→ **TO DO**: In the records, find every line with the word "walking" and copy it out.

(Region pointing data)

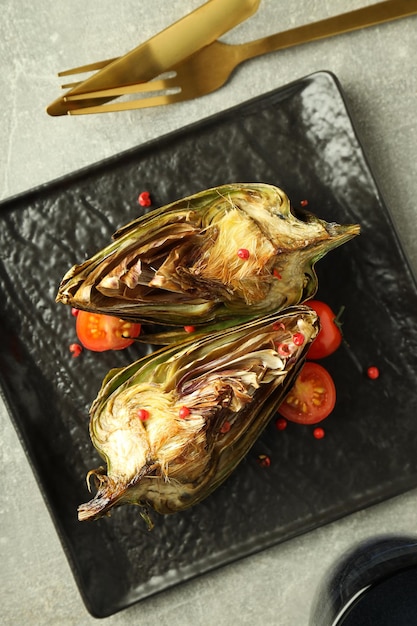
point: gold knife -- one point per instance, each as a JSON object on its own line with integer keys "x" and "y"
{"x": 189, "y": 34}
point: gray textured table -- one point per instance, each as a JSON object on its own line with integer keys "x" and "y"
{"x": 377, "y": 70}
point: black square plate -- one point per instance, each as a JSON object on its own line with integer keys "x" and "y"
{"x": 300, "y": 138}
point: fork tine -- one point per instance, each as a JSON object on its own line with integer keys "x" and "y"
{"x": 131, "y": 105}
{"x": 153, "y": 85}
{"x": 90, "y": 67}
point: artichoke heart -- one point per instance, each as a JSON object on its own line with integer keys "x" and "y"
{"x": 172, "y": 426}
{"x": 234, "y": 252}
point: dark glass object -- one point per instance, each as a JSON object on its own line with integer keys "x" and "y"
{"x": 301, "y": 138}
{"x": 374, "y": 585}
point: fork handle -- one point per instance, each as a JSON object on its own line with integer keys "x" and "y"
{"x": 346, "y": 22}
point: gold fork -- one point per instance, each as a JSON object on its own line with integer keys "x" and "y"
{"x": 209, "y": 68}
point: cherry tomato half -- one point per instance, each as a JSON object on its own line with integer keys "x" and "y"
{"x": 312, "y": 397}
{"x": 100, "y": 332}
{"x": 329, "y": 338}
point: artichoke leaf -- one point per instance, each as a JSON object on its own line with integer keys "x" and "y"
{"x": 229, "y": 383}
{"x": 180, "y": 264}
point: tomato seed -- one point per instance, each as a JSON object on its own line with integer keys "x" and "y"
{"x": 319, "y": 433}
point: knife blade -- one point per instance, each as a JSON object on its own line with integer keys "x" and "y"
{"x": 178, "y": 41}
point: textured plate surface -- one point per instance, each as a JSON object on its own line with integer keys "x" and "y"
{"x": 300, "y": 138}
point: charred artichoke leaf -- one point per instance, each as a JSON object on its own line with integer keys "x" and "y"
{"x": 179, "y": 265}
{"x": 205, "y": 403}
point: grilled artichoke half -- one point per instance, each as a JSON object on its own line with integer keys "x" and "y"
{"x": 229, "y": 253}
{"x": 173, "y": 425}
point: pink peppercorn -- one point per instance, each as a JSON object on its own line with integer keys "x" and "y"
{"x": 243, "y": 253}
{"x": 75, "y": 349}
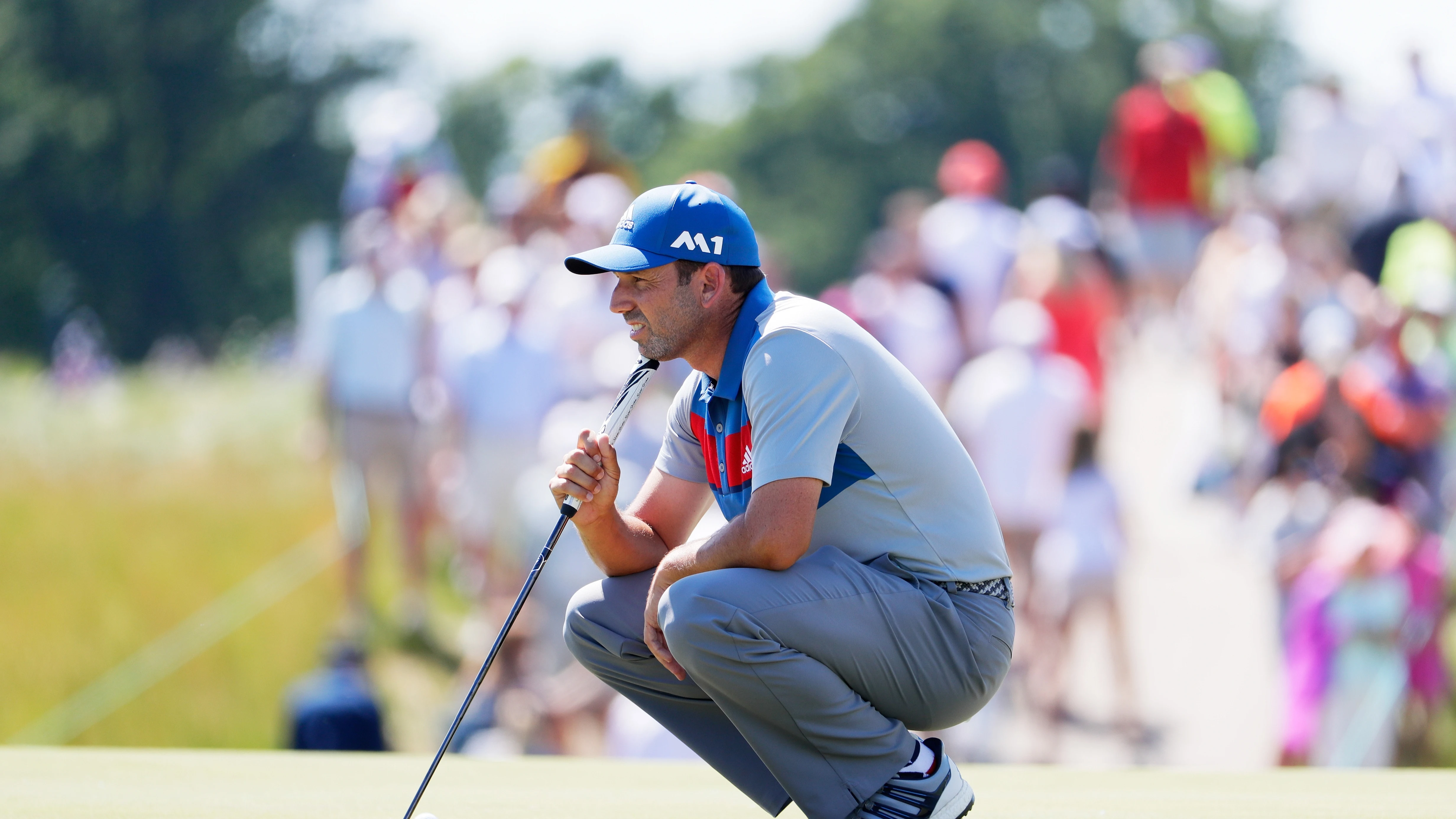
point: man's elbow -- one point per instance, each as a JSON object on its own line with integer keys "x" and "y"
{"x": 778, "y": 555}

---

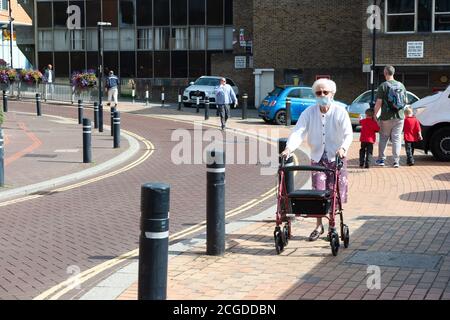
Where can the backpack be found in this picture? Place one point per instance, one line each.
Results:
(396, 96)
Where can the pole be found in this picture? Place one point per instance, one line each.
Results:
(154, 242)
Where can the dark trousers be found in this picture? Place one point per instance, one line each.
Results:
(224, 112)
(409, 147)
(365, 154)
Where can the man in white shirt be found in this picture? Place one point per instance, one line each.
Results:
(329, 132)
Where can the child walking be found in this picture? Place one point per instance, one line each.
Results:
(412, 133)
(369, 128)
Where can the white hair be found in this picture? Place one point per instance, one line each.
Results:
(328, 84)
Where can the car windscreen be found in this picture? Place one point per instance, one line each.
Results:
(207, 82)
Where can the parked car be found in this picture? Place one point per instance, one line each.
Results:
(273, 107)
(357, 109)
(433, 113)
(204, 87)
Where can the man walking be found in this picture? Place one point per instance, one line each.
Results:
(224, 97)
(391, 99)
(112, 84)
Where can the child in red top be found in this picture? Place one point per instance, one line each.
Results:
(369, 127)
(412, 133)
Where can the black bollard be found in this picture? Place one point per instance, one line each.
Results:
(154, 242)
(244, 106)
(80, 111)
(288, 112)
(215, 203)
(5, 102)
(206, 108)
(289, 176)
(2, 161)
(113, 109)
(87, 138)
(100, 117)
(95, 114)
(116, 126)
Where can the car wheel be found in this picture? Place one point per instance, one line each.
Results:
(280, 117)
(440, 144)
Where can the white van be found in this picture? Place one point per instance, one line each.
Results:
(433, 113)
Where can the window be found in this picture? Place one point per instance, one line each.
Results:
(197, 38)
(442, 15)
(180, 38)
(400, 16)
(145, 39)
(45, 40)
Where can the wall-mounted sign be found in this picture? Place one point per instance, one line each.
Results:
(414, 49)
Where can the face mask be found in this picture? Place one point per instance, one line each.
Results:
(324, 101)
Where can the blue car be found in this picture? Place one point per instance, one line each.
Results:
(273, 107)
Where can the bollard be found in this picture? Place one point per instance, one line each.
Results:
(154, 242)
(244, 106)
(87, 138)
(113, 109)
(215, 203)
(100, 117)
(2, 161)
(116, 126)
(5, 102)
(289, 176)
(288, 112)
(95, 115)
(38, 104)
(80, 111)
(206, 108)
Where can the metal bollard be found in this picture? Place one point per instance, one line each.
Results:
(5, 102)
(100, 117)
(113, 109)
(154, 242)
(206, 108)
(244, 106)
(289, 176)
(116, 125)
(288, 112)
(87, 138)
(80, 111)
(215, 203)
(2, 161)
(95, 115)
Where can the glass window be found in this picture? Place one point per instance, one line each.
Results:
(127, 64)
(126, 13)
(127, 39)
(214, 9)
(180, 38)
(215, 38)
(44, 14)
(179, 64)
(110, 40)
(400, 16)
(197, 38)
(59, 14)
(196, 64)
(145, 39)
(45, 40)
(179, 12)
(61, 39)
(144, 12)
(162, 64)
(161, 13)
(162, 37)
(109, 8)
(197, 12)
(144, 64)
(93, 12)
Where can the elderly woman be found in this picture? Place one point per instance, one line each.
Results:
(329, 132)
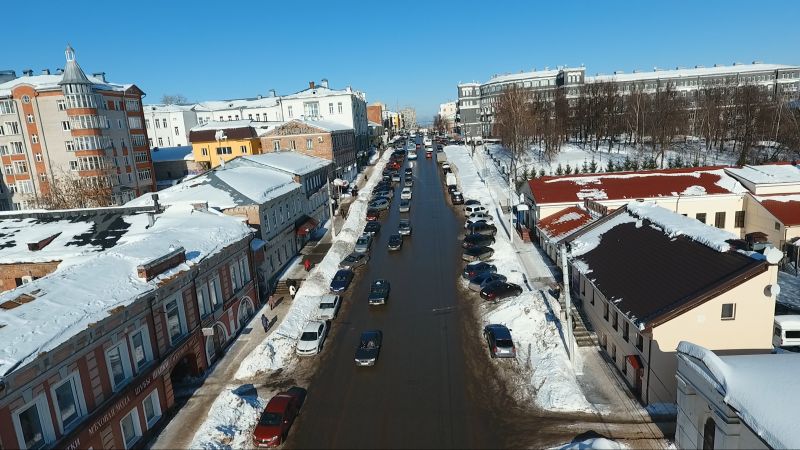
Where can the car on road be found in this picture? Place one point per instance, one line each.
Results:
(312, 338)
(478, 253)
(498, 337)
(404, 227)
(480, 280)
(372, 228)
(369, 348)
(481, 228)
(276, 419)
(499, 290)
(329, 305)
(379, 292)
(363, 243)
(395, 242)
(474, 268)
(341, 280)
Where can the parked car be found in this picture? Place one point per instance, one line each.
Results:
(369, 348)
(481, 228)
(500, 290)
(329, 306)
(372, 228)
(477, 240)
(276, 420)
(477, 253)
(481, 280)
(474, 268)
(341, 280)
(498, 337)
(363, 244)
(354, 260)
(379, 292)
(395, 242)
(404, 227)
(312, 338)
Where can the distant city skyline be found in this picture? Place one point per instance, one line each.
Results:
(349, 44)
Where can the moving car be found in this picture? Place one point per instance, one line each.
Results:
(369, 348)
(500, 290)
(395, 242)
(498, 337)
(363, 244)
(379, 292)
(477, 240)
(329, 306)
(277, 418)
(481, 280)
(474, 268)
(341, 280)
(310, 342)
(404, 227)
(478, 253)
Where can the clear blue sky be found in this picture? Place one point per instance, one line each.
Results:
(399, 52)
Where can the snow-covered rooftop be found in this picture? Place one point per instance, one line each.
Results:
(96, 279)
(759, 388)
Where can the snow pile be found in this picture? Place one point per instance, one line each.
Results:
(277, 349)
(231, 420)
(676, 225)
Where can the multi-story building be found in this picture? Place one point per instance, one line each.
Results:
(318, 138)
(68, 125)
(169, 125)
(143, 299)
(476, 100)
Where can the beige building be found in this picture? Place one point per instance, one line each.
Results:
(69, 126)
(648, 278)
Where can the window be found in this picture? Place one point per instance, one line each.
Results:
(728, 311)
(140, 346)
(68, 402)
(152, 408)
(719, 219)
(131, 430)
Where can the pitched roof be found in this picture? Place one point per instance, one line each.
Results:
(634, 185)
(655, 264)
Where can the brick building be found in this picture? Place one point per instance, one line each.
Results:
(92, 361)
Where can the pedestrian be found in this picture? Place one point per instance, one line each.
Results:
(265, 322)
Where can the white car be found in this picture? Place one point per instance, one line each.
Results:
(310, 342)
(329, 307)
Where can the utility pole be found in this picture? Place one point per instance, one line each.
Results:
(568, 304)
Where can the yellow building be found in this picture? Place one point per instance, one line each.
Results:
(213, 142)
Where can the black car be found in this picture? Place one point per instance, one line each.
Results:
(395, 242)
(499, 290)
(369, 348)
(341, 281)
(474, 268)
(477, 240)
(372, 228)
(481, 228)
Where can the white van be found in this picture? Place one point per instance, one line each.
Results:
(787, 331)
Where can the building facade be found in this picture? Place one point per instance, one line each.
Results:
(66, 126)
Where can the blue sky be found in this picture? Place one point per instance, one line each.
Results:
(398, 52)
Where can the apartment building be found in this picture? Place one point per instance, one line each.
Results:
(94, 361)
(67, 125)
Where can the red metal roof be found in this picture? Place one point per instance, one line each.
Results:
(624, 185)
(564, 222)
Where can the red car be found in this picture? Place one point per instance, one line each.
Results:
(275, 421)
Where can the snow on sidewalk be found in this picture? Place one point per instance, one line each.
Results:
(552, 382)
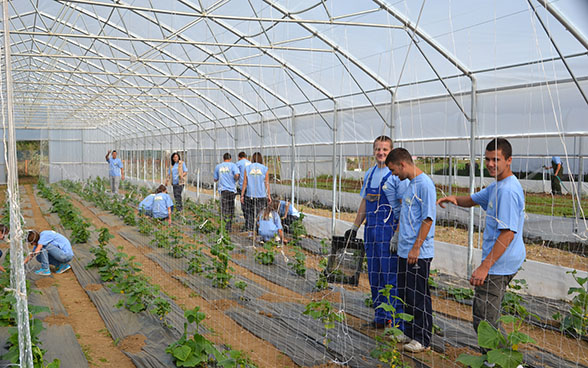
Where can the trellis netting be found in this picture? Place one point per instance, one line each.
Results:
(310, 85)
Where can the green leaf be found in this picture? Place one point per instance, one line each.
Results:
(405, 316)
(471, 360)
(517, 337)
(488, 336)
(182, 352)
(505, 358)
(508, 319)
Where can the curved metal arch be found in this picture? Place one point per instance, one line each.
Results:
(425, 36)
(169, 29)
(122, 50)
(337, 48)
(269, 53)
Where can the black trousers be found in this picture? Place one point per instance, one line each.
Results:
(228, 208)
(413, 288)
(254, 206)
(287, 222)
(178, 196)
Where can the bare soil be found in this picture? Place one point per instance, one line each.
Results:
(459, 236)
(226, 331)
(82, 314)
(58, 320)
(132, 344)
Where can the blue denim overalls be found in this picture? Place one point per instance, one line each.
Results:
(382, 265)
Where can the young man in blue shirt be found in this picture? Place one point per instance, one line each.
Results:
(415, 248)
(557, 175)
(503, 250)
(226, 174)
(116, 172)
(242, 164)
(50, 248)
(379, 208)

→ **TASK OUTPUT**:
Where can the child walking be found in this picture? Place one point per instance, one line each.
Where can the man walking be found in this picture? Place one point per instance, one line each.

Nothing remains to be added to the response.